### Required work
Skip the pictures and repeat each line of the data exactly.
## Begin Data provided
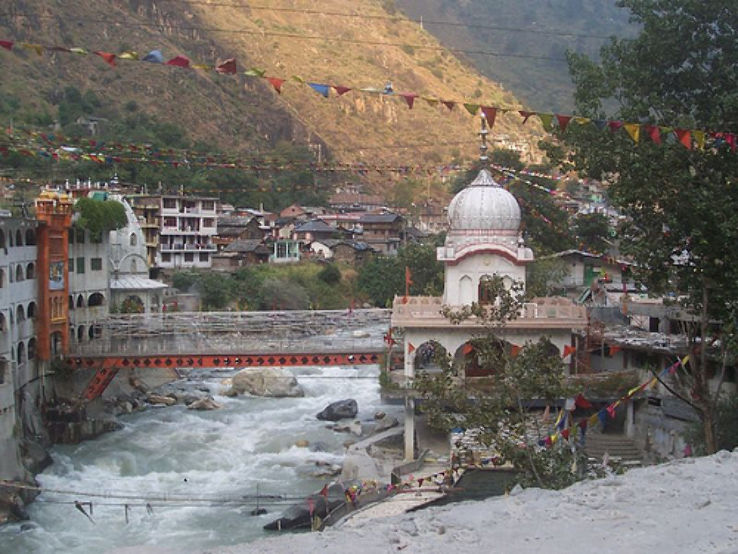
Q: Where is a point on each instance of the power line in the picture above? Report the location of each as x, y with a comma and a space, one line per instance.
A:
297, 36
394, 18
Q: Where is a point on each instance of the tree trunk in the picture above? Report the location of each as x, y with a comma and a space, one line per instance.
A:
708, 423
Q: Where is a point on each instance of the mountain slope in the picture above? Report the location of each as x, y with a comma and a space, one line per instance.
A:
242, 114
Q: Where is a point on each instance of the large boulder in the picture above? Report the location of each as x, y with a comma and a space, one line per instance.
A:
339, 410
266, 381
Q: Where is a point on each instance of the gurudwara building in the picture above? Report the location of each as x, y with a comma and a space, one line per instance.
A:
483, 241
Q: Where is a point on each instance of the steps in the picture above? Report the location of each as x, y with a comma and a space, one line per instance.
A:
615, 445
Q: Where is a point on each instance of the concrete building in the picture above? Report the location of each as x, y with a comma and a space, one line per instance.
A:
188, 225
483, 241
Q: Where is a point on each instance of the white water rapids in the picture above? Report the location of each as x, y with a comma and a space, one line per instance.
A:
168, 453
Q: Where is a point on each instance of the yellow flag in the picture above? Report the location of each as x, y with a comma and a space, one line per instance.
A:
634, 130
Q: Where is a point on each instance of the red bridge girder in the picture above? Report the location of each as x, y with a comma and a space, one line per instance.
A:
108, 366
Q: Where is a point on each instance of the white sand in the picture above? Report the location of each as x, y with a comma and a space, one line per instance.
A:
690, 505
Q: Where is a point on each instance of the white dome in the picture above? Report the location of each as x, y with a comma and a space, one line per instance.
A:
484, 205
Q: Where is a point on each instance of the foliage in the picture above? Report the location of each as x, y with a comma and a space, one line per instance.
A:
498, 407
383, 277
680, 205
99, 216
592, 232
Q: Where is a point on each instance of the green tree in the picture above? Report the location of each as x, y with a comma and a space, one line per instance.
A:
680, 205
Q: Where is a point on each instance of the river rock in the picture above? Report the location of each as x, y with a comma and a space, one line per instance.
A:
387, 422
339, 410
204, 404
158, 399
267, 381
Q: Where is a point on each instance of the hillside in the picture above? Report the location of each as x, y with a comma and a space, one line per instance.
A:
529, 35
236, 113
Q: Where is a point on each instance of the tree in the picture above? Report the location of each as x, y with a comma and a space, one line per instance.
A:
498, 407
680, 204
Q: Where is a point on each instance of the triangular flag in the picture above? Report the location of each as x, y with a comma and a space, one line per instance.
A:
409, 98
320, 89
654, 133
546, 120
472, 108
227, 67
341, 90
276, 82
107, 56
154, 56
699, 138
525, 115
490, 114
634, 130
179, 61
563, 121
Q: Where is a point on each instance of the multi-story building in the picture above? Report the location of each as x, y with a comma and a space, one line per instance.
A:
188, 225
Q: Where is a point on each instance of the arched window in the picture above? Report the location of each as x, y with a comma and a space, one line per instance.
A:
31, 349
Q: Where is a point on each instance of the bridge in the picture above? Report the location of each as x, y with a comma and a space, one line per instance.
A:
229, 340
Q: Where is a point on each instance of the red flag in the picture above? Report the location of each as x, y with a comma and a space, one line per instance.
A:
563, 121
276, 83
227, 67
179, 61
107, 56
526, 115
409, 98
685, 137
490, 113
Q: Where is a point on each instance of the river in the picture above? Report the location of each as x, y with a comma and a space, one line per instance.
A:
198, 471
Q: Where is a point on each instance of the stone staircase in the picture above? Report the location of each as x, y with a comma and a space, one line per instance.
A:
617, 446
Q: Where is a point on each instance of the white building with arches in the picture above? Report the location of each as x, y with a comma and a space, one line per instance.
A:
483, 241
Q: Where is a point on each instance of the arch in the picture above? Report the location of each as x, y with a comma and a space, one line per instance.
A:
430, 356
55, 342
31, 348
20, 357
95, 299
## End Data provided
### Problem solution
Q: Where is a point on each instance of the power line in the picture above? Report the location of each as x, y with a comma and a space, one line per instance.
A:
297, 36
394, 18
Q: Where is a point on each instance of the tree trunk in the picture above? Report the location of each as x, y with a comma and a space, one line per instance.
A:
708, 423
Q: Where is a point on each instance of the mountain slope in the picture above? Report the location of each as x, y with a comma and a space, one line per instance.
A:
242, 114
Q: Where is a point on each instance of the large boulder in the picture above? Report the location of each as x, y with a comma and a space, one line per instance.
A:
339, 410
266, 381
Q: Where is a point on each instance of the gurudwara building in the picture above? Report the location of each as x, y with a comma and a space, one line per instance.
A:
483, 241
Q: Where is a point on each instance of the steps in the picture above? Report the location of each as x, y with a comma and a space, one line per instance.
A:
615, 445
Q: Where is a point on each instance of the concrete building in the picture above? Report the location of each as x, y with a comma and a space, one line per instance.
A:
188, 225
483, 241
Q: Where is a point on each instance of the white water rapids in the picture above? Report the location of each as x, y with a comma and a space, one line per instance.
A:
168, 453
Q: Where is a point on each instance of the yellow flag in the picture above? Report the location of each as x, y with a comma and a space, one line per instance.
A:
634, 130
Q: Where is a point on each instance of the red bridge girder in the picture above? Report the location of each as x, y with a comma and a space, one line per instance.
A:
108, 366
Q: Where is a point on each instance of the white sand in the picture above? Report the location of each as x, y with a comma and a space, one line per instance.
A:
690, 505
Q: Where is a point on each instance of the white dome in the picture above? Report the location of each as x, y with a comma and a space, one line per instance.
A:
484, 205
Q: Where is a point on each instance of the foliage in the picture above? Report the location of each as x, y with a comma and a space, one line per instance.
A:
498, 407
383, 277
680, 205
99, 216
592, 232
Q: Where is a point on each instance of the green tree in the picture above? Report the location of each as x, y with a comma and a space, one line per instance.
A:
680, 205
Q: Where is a point on each instance of the river rock in the picture above? Report the location of each as x, y with a comma and a space, one line per instance.
A:
387, 422
339, 410
204, 404
158, 399
267, 381
Q: Where is a point on each instance of the hillside in the picture above? Report the location of each as x, y with a comma and a space, one line per instance.
A:
529, 35
236, 113
Q: Where is a point on each instance of the tree in the picture above? Report the location of each as x, y with a comma and a space, one line per instance.
A:
498, 407
680, 204
Q: Where is a point on each instance of the triangular flag in the picture above? Report the location of each as x, y with a comma and a space, one line per instance.
A:
409, 98
320, 89
654, 133
546, 120
472, 108
227, 67
341, 90
276, 82
107, 56
154, 56
699, 138
525, 115
490, 114
634, 130
179, 61
563, 121
Q: Where is a point on each instance of the multi-story building in the picture above? Report the location of each as x, y with a comma and a space, one line per instance.
A:
188, 225
Q: Where is a point on each instance of the arched window in the picture above? Report the location of each as x, y with a comma and a space, one line per instance.
A:
31, 349
Q: Where is a point on each instance of the bridge in the picture above? Report the location of each as x, y with a comma and a space, one line per instance.
A:
229, 340
Q: Where is a point on each instance of the red flag in the picture above? Report the location of each as x, y with a comma and a space, one line per instance.
A:
563, 121
276, 83
227, 67
179, 61
107, 56
526, 115
409, 98
685, 137
490, 113
Q: Where is a point on each instance of the river in the picture above? Report the location of each as x, y with a comma and a space, one line per instance.
A:
198, 471
Q: Where is a point on each instance of the stone staircase in the picture above? Report the location of each as x, y with a comma and a space, one line per instance.
A:
617, 446
Q: Where is a point on each instance of the white building with arches in the picture above? Report the location of each as x, y with a comma and a space, one line per instance.
A:
483, 241
Q: Where is a point on each instance of the arch in the picture above? Report the location of each as x, y with a comma and a space, one line per instance.
A:
430, 356
55, 342
31, 348
20, 357
95, 299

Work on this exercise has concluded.